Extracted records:
* * * * * * *
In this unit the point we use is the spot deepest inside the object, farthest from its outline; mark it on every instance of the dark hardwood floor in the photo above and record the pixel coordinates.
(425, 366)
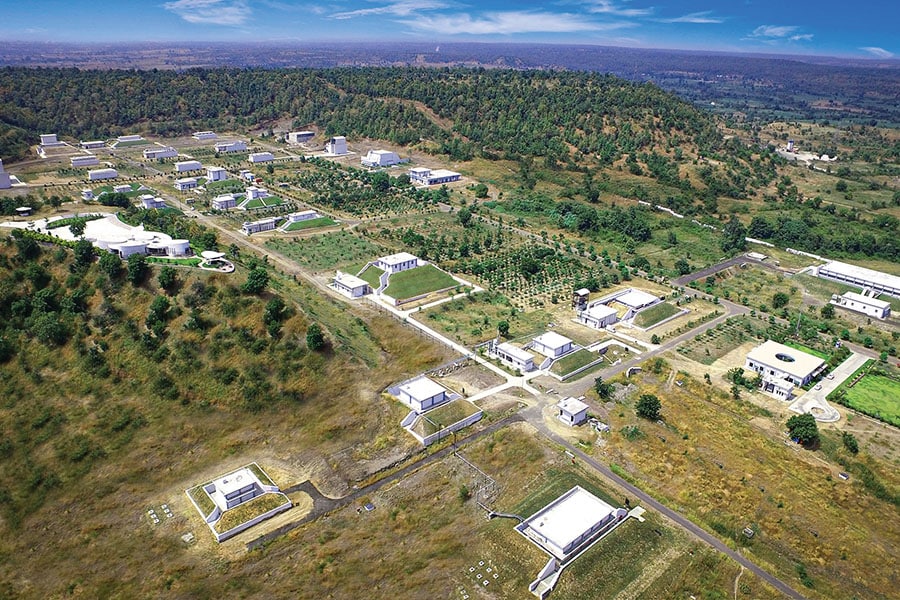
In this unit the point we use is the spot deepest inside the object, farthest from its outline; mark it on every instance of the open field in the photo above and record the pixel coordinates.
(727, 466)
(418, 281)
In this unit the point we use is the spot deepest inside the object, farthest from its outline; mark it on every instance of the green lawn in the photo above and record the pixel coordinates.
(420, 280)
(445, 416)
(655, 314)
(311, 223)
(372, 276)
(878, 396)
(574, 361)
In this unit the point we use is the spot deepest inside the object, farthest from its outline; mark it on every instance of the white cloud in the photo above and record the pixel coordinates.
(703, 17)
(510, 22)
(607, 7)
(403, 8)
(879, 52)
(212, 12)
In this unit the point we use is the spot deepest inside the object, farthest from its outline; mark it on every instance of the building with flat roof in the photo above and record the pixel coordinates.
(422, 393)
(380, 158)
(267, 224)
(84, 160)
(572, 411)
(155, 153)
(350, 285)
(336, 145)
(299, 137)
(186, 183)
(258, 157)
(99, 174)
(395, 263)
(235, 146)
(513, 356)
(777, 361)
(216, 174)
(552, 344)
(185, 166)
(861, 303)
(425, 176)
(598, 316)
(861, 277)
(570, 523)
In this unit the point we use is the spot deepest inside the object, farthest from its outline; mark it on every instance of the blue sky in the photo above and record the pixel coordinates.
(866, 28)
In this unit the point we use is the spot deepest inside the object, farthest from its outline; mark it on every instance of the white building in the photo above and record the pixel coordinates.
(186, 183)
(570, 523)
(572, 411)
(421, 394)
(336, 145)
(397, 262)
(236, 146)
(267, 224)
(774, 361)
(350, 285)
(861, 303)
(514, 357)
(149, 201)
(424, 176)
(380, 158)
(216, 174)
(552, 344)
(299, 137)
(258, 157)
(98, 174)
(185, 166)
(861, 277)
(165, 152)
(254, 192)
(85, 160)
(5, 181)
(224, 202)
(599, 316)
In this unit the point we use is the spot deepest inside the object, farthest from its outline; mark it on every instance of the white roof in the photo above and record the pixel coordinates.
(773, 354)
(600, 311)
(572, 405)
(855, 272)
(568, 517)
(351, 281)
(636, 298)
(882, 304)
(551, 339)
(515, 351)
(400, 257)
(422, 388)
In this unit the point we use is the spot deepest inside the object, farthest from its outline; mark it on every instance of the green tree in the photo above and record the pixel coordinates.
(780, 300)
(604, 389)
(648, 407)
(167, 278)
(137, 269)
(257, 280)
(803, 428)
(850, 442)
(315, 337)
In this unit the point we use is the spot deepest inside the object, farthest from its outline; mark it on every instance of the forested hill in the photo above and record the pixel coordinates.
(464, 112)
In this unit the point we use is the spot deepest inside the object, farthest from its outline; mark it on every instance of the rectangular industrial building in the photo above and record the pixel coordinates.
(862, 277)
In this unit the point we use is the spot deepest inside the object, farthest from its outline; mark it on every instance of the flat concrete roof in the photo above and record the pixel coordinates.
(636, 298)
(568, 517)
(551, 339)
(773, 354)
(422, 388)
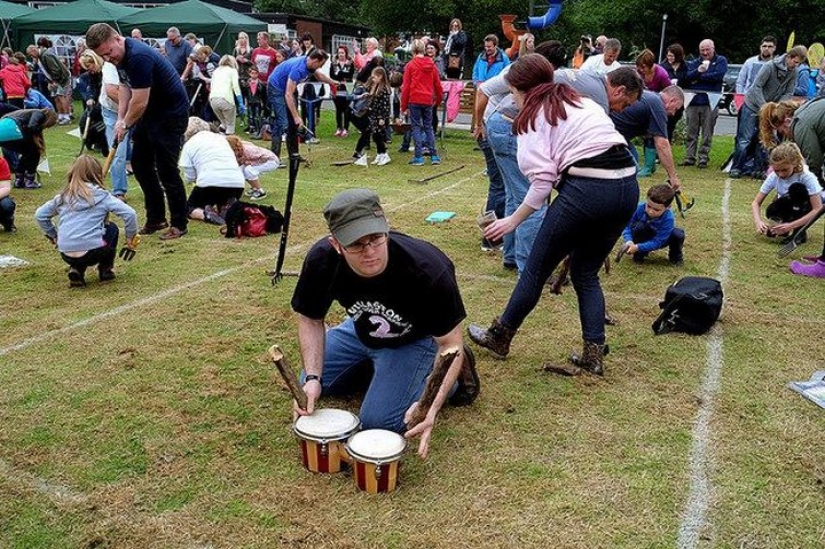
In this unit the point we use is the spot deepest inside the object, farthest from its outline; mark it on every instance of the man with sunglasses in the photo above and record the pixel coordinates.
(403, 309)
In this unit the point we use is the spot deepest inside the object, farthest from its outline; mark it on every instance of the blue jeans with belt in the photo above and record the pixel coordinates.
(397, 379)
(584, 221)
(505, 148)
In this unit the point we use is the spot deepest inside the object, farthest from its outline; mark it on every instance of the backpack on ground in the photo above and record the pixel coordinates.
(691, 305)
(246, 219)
* * * * * * *
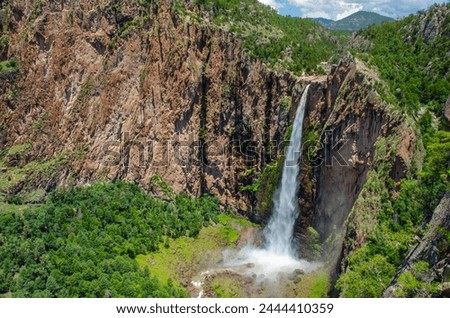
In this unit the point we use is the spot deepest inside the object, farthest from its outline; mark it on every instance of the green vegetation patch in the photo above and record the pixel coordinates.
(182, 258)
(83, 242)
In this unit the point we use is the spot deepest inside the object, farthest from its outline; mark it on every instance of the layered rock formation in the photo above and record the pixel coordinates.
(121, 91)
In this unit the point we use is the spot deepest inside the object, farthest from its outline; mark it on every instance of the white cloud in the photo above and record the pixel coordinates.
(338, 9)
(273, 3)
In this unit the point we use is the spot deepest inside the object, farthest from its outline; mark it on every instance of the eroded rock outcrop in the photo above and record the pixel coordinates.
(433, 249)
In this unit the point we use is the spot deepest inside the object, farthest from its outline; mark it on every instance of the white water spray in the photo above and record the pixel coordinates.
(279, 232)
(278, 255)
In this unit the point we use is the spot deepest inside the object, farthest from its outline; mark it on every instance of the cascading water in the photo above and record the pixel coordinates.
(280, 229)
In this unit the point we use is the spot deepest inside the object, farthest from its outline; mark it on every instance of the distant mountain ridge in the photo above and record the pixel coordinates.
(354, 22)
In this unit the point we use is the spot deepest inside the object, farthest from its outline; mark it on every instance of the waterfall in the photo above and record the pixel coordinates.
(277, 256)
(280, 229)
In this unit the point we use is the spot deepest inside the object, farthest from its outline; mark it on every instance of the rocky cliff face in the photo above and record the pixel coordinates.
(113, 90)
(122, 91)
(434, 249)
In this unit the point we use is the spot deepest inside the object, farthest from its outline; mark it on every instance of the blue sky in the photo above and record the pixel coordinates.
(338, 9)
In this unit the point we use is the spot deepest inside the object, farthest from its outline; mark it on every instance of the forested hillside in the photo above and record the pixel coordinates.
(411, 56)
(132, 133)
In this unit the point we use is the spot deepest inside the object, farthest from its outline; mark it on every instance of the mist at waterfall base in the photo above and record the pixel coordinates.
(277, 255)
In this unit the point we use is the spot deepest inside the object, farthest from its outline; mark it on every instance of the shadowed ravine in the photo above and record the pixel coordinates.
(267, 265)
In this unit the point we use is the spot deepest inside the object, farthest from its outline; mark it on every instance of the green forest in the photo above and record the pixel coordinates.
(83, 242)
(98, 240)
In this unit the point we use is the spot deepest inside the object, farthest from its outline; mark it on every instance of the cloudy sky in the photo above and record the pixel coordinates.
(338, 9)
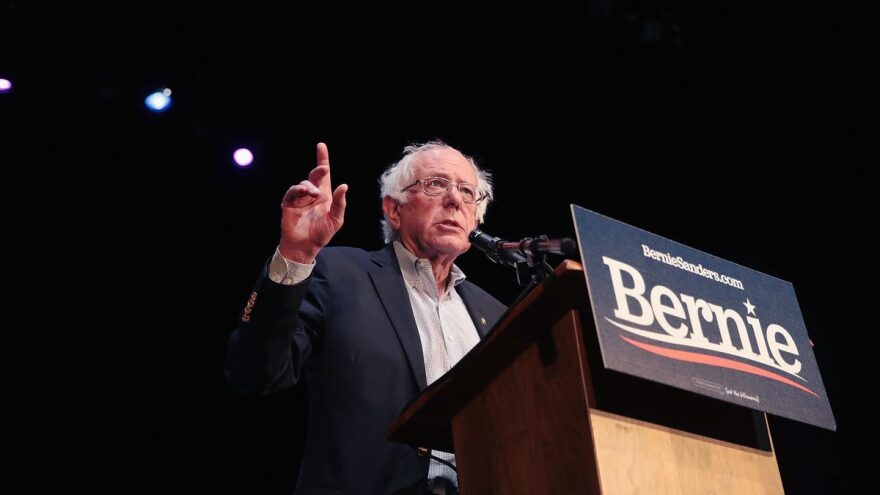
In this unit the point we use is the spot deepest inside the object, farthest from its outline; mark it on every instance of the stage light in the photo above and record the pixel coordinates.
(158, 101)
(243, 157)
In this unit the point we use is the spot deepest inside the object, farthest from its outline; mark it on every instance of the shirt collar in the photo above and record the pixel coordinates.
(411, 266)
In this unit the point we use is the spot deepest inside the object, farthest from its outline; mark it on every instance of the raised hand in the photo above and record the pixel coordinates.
* * * * * * *
■ **DIRECTIONS FOR THIS TASK**:
Select every line of the records that contains the word "open", treating uppercase and lowercase as different.

■ **EXPECTED ANSWER**:
In this unit the point we use is the spot deepest inside the object, farthest from its outline; mark it on every instance of the open field in the photo above and record the pixel coordinates.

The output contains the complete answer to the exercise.